— PROBLEM DESCRIPTION —
Which lines of the entries contain the string "fishing"? Copy each of them.

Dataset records
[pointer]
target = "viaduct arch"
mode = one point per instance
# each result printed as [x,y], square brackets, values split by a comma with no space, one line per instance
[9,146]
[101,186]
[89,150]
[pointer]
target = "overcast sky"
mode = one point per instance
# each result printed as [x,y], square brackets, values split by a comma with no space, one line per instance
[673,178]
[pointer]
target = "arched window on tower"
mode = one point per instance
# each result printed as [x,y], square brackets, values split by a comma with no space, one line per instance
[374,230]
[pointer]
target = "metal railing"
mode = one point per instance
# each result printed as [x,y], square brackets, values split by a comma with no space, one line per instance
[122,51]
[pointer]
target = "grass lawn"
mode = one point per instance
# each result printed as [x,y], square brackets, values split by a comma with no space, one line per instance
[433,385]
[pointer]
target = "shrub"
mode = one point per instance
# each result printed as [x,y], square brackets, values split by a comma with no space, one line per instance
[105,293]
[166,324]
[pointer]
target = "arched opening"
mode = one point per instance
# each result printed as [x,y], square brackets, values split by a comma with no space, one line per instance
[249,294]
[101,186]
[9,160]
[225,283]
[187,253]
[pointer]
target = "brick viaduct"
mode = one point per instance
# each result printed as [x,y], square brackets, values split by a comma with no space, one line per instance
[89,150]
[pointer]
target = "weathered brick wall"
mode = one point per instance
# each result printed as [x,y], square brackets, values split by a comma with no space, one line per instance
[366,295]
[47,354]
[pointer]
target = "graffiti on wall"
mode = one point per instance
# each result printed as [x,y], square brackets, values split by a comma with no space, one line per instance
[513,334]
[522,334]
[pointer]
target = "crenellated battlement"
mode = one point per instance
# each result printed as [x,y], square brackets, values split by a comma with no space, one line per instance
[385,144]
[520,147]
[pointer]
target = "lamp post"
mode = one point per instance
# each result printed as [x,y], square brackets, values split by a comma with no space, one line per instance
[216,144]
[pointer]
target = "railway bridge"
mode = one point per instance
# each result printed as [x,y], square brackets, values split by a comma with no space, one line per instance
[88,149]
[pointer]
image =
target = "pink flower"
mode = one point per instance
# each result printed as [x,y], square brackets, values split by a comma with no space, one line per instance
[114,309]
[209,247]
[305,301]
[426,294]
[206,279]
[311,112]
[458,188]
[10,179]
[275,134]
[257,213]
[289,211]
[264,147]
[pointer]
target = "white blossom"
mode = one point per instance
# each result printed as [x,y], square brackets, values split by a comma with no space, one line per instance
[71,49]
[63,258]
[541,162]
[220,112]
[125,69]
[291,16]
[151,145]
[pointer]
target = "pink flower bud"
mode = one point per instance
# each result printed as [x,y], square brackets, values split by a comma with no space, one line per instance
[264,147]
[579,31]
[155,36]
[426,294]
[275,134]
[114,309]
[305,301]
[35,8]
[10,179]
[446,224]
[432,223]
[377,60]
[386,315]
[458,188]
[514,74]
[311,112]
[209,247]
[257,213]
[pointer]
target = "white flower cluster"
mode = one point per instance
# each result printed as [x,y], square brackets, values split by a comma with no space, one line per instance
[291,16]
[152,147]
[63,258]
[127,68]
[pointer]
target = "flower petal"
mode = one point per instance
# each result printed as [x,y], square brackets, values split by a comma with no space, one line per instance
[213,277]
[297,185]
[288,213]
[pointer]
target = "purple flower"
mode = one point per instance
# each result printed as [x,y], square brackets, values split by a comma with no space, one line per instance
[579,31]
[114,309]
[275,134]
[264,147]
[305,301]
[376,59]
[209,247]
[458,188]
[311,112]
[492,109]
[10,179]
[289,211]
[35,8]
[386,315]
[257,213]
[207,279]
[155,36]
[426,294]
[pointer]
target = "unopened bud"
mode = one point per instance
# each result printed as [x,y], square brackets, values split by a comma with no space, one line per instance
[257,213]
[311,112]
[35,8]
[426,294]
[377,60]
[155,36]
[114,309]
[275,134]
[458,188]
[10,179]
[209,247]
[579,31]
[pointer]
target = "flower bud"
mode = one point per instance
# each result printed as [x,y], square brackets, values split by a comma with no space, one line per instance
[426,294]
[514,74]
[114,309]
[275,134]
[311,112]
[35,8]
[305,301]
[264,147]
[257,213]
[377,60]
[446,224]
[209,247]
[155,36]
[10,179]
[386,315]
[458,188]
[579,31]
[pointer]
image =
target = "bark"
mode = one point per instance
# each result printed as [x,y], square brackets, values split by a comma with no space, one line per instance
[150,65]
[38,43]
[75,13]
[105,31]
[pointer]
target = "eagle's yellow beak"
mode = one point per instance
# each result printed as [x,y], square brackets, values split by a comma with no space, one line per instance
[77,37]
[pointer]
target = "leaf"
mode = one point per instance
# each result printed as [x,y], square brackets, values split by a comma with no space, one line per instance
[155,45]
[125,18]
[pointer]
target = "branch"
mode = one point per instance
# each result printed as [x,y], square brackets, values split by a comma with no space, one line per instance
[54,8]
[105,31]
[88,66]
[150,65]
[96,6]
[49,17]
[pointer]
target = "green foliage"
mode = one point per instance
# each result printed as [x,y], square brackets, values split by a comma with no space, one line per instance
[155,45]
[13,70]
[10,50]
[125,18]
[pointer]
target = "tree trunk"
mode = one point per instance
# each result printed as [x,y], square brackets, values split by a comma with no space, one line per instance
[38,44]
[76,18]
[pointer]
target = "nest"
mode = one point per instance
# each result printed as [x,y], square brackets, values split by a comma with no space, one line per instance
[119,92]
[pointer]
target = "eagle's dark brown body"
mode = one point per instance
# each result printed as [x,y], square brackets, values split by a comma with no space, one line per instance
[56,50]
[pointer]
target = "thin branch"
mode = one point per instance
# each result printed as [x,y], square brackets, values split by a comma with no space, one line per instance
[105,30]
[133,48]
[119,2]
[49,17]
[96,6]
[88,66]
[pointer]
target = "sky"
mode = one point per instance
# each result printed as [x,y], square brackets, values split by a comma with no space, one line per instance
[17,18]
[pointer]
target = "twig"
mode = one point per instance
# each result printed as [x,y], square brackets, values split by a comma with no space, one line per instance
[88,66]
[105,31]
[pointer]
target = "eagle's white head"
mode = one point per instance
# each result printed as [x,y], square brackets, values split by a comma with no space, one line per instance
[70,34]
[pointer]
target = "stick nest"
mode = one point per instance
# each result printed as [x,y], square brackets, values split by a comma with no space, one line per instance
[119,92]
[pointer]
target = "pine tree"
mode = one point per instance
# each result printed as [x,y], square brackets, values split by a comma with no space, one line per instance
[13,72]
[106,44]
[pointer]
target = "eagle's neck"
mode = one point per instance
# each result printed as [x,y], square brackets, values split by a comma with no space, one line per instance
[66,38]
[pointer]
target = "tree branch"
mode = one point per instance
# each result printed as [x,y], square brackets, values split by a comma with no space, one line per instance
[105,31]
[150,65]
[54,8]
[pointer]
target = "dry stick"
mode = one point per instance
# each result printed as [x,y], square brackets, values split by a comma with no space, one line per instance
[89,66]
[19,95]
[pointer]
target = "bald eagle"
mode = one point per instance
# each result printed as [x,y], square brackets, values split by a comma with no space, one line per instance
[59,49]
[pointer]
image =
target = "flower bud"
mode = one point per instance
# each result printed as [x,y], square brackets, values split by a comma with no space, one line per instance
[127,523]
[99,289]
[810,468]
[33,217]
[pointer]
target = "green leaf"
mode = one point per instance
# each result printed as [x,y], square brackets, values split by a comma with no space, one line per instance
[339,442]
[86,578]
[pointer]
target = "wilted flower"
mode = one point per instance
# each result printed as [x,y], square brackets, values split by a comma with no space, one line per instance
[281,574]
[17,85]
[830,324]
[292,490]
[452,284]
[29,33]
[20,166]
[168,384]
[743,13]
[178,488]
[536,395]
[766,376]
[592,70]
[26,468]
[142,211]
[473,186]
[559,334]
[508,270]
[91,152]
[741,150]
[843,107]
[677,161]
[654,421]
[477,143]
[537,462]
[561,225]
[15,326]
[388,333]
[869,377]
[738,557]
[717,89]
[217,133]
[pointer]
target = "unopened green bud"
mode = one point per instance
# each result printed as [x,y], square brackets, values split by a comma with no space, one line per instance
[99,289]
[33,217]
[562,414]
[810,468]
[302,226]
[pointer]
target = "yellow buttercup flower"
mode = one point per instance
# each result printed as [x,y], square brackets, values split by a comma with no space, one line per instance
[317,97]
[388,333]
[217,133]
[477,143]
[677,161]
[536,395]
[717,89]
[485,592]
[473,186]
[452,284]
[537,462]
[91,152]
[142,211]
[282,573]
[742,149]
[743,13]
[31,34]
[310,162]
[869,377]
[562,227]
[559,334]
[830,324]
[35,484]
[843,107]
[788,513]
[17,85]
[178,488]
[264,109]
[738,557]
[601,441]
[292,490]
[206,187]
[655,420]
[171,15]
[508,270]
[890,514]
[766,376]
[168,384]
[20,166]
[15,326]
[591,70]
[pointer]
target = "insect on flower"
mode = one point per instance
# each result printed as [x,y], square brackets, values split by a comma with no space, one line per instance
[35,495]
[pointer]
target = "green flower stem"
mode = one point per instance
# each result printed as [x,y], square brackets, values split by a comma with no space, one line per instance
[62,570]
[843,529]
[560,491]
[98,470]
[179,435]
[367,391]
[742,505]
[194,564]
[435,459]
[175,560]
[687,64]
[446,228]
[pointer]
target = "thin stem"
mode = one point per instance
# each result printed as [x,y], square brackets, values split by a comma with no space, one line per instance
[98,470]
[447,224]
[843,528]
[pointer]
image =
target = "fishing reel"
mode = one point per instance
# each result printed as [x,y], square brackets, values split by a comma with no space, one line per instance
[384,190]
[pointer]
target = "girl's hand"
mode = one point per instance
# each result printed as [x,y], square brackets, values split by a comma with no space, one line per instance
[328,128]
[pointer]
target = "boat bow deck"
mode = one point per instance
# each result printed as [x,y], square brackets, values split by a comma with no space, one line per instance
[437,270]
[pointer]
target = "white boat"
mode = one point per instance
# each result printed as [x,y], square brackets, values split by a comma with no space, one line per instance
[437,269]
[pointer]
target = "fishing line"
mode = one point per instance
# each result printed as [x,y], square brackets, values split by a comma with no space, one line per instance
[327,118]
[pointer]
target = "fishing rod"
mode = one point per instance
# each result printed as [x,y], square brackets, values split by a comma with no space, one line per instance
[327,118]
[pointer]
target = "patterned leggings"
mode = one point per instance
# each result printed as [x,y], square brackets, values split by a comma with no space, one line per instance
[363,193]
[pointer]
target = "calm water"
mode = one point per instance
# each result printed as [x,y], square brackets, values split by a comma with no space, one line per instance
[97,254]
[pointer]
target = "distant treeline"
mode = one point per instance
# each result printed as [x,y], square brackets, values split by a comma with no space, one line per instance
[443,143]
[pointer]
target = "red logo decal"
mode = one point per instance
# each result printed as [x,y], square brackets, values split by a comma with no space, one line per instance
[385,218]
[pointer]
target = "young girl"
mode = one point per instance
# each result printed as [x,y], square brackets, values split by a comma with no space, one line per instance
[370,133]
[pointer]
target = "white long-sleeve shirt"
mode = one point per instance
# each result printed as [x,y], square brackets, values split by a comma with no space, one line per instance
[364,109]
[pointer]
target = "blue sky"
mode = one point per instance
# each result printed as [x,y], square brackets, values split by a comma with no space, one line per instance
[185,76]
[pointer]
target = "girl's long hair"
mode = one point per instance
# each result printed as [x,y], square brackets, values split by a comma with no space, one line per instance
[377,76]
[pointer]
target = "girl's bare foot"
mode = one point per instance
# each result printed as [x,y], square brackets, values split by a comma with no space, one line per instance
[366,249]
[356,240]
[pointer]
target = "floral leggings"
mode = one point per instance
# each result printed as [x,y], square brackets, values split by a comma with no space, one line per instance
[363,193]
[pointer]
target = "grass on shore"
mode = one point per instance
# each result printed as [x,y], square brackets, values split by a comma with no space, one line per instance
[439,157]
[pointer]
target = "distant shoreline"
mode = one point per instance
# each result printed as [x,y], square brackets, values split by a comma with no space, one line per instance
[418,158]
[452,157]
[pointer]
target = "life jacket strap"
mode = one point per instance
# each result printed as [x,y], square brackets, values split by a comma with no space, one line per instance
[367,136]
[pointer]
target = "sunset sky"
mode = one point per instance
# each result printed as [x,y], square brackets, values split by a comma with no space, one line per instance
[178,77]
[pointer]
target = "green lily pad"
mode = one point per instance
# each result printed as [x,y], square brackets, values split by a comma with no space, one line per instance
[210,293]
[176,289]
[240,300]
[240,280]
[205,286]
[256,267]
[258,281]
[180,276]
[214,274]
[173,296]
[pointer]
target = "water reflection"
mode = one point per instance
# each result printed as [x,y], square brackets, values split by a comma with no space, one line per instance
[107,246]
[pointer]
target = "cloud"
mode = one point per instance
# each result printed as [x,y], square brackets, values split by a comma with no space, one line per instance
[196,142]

— SOLUTION FOR THIS EXERCISE —
target = "fishing reel"
target = "fishing line"
target = "fishing rod"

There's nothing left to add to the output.